Copy the records below word for word, but leave out the pictures.

RECORD SET

━━━━━━

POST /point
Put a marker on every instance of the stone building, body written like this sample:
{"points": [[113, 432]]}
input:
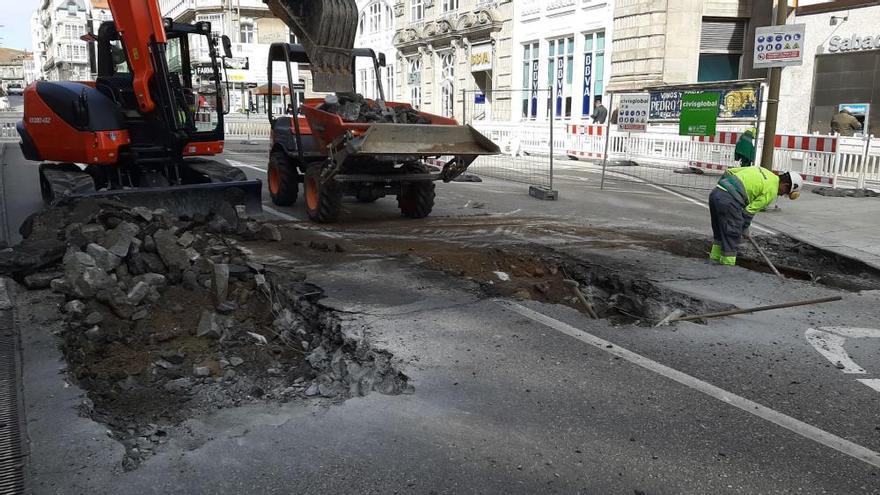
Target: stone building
{"points": [[376, 31], [454, 52], [564, 46], [251, 28], [59, 53]]}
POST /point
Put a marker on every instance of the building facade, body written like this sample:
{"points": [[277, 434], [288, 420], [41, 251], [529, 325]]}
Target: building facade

━━━━━━

ANSWER BELOW
POST /point
Put a marker on every instance of the stone building, body written like this sample:
{"points": [[113, 432]]}
input:
Target: stone building
{"points": [[376, 31], [454, 52], [564, 46], [251, 28], [59, 53]]}
POST /point
Put a marker on every instance of the building facade, body written like this sample:
{"points": [[277, 434], [288, 420], [41, 251], [529, 325]]}
Target: building facade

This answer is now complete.